======== Quoted text

By Arnie Leshin
He was unique, elite and a credit to the game of baseball. He was a legend on and off the field, and spent all of his 22 Major League seasons with the Detroit Tigers.
On Monday, “Mr. Tiger”, as he was affectionately known, passed away at the age 85 in his home in Michigan, sending a shock wave throughout the baseball community. He was popular in all phases of his career. In his first year of eligibility, he was elected into the Baseball Hall of Fame in 1980 on the first ballot. In 1955, he was the youngest player to win the American League batting title. He was an All-Star 15 times and won 10 Gold Gloves playing the outfield. Twice he led the league in outfield assists.
And there was a reason why he was Mr. Tiger. He was a first-class person, he was humble, he was kind and generous, always played hard, and was the type of guy that everybody could latch onto.
But since the day in 1953 when he came off the train at the age of 18 after being called up to the majors, he remained a Detroit Tiger, although his arrival at Briggs Stadium couldn’t get him past the security guards.
In a 1999 documentary, the Baltimore native said that he had to finally convince them I was the guy who just signed a bonus contract for the enormous sum of $15,000, which was a lot back then. He said the security guards then laughed and walked him to the Detroit clubhouse.
A New York Yankee killer, the late Hall of Fame catcher Yogi Berra said that Kaline was a tough, tough out, adding that he had those quick wrists, bat quickness, took the ball right out of the catcher’s glove, and had a great eye at the plate. When he won the batting title, he was the first Tiger to do so since the great Ty Cobb in 1907. In 1973 he was named Man of the Year, an award established in memory of the late great Roberto Clemente.
In 1975, number 6 retired as one of the all-time great Tigers, being among Hall of Famers Cobb, Hank Greenberg, and Alan Trammel, and more recently Cy Young pitcher Justin Verlander. He announced his retirement after joining the 3,000 hit club, and finished with 3,007.
He was a quality outfielder, equally adept in left, right or center field. He got good jumps on the ball, possessed a strong throwing arm. He played at times with a deformed left foot, but never complained about it, and wasn’t a bad base runner, a smart base runner.

================
======== Task inputs

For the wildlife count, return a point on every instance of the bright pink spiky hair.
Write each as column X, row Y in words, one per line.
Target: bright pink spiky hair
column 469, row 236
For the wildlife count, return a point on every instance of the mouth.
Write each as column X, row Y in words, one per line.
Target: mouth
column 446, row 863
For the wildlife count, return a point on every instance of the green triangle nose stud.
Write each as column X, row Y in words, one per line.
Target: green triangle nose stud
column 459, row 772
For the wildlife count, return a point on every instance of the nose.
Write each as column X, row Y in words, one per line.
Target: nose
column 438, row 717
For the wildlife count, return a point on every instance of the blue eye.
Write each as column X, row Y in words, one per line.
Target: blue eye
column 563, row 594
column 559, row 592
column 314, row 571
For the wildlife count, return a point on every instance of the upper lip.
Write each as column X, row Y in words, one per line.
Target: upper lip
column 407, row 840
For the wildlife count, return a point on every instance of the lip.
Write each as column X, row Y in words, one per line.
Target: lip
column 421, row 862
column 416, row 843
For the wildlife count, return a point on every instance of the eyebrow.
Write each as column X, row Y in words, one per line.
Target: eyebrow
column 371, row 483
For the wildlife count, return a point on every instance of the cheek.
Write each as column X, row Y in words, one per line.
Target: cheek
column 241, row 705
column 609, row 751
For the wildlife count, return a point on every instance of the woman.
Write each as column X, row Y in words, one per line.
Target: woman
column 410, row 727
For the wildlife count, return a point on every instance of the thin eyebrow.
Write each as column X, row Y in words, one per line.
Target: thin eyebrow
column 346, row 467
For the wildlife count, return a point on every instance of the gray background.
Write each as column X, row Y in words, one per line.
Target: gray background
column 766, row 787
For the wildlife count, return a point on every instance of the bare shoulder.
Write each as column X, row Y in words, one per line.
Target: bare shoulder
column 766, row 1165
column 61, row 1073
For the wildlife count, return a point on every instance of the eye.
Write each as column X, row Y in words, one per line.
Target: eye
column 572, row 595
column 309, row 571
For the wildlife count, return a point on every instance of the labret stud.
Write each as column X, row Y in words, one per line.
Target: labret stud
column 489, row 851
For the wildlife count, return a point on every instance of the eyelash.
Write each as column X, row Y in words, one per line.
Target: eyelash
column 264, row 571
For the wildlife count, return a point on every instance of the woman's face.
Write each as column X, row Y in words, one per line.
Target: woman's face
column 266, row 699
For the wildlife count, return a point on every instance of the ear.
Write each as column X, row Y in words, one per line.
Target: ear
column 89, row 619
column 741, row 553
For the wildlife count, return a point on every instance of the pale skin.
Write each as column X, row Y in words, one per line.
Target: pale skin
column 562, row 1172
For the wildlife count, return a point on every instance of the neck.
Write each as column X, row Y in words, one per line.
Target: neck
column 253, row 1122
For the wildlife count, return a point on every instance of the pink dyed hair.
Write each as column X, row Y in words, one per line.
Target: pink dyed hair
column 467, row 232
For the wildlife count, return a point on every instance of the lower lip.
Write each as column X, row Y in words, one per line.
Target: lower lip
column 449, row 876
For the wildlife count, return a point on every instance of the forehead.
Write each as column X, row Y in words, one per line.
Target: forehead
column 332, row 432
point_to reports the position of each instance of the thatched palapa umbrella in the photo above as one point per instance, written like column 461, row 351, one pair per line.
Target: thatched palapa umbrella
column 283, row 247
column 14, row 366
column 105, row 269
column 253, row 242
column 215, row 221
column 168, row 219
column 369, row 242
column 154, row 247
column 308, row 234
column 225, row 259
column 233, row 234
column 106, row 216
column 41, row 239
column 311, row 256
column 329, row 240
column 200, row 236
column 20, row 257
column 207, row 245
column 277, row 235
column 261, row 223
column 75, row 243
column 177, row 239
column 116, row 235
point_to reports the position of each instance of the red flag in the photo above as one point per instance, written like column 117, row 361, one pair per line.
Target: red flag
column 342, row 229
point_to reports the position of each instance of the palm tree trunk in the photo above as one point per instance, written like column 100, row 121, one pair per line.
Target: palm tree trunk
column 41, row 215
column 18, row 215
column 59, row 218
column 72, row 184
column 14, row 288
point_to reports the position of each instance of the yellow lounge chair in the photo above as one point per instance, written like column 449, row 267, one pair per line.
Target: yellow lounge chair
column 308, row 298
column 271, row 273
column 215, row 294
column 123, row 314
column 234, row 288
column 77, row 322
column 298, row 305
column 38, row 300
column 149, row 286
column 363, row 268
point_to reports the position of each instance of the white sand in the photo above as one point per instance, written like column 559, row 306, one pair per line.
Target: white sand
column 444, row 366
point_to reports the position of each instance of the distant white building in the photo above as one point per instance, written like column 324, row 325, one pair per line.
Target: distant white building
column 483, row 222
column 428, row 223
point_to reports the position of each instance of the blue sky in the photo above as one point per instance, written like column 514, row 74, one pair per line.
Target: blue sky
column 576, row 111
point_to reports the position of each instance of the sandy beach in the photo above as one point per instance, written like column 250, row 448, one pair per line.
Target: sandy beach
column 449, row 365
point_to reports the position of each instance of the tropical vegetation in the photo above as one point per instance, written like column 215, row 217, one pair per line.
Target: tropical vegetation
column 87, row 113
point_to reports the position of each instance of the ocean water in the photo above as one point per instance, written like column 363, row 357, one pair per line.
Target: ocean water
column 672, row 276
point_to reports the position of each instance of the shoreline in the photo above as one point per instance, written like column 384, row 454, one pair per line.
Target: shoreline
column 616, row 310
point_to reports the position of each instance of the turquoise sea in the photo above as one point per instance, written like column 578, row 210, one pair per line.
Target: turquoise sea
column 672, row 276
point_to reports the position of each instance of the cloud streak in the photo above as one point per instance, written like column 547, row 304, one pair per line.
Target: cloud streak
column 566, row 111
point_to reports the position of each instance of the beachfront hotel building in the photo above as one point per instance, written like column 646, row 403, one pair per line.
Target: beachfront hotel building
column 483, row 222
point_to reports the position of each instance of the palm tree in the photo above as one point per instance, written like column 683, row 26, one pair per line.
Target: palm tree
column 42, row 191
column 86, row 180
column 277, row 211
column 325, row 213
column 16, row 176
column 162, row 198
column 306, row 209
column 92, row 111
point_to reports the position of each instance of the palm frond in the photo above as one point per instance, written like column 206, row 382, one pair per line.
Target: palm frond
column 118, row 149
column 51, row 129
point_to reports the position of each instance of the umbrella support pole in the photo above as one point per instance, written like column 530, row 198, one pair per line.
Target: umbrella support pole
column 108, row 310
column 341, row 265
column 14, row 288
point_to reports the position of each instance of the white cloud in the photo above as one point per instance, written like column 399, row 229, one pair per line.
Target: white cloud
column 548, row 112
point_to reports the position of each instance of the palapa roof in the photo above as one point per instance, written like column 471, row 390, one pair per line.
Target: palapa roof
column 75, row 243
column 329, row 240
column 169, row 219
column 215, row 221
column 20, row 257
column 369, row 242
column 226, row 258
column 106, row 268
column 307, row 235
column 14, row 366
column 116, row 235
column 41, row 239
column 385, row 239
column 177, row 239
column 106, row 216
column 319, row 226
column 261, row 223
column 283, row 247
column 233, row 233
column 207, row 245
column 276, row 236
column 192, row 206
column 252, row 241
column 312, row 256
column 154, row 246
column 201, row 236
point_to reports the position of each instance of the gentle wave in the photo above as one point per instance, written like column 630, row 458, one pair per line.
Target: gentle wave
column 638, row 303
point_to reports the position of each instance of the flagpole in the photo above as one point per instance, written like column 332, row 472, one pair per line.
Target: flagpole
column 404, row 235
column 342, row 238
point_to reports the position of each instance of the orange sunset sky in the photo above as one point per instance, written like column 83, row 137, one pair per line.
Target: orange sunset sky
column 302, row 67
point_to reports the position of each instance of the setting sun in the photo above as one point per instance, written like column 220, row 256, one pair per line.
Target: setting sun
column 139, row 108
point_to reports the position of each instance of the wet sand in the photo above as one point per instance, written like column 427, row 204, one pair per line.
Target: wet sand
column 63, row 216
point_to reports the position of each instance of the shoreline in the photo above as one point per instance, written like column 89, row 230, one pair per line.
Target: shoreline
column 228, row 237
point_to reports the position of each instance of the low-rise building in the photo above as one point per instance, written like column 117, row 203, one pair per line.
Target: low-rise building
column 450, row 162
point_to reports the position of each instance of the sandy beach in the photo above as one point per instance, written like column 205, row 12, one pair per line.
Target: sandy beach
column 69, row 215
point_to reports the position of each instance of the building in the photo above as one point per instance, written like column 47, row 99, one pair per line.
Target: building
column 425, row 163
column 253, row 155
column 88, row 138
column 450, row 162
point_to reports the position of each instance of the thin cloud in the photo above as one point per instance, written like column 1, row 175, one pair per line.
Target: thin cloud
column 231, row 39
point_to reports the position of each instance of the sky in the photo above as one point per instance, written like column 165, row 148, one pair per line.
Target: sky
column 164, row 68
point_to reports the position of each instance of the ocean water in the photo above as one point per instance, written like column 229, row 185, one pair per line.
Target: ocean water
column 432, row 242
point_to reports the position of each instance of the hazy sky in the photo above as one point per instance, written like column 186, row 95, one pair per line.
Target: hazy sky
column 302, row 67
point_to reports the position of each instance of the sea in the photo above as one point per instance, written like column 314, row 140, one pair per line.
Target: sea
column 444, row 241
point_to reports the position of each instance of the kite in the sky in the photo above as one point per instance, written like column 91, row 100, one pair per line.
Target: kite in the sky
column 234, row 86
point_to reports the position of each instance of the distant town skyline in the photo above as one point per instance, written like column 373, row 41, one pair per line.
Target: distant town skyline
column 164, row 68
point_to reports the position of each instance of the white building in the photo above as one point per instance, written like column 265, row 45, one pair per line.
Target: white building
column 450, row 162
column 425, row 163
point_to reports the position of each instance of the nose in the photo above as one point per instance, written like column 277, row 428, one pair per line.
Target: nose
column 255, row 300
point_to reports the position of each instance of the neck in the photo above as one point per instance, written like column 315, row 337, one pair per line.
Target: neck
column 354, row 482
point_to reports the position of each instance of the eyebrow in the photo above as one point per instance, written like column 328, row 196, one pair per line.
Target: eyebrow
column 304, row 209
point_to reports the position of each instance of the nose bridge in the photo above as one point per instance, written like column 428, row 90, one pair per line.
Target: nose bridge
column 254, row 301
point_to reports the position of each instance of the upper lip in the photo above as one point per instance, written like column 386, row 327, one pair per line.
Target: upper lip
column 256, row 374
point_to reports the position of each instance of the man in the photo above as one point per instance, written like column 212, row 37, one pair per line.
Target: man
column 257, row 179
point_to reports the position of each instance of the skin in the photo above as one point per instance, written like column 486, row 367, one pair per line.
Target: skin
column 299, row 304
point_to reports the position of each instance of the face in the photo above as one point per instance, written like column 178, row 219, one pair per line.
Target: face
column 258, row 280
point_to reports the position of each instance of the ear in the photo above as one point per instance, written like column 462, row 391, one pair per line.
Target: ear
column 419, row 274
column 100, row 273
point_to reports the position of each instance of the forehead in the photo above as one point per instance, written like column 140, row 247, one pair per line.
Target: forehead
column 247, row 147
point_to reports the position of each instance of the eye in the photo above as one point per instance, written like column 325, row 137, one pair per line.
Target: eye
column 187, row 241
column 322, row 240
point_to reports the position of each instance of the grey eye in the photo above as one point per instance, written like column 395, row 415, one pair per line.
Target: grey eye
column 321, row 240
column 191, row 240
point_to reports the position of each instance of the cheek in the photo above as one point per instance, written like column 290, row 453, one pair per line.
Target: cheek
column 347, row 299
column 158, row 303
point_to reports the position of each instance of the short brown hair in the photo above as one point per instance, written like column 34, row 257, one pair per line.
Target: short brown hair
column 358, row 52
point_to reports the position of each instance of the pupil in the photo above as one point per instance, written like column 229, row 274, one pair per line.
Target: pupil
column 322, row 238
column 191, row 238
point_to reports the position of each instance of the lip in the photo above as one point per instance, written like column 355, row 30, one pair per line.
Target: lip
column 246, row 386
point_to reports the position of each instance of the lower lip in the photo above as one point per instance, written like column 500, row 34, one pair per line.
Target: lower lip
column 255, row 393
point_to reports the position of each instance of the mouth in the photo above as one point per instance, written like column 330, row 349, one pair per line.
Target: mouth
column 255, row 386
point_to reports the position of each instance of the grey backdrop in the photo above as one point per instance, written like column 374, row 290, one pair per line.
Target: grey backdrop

================

• [Task requirements]
[1] Translate this sentence from the baseball tribute into Spanish: "He was a quality outfielder, equally adept in left, right or center field."
[2] Echo the part of the listing that opens with the line containing "the upper lip." and closes with the line containing "column 371, row 483", both lines included.

• [Outputs in order]
[1] Era un jardinero de calidad, igualmente hábil en el jardín izquierdo, el derecho o el central.

[2]
For the wildlife count, return a point on every instance of the upper lip.
Write each as column X, row Y in words, one per line.
Target: upper lip
column 407, row 840
For the wildlife count, return a point on every instance of the lip.
Write each as column X, row Y in words, one per line.
Target: lip
column 421, row 862
column 416, row 843
For the wildlife count, return a point on every instance of the eyebrow.
Write each as column X, row Y in words, one per line.
Target: eyebrow
column 371, row 483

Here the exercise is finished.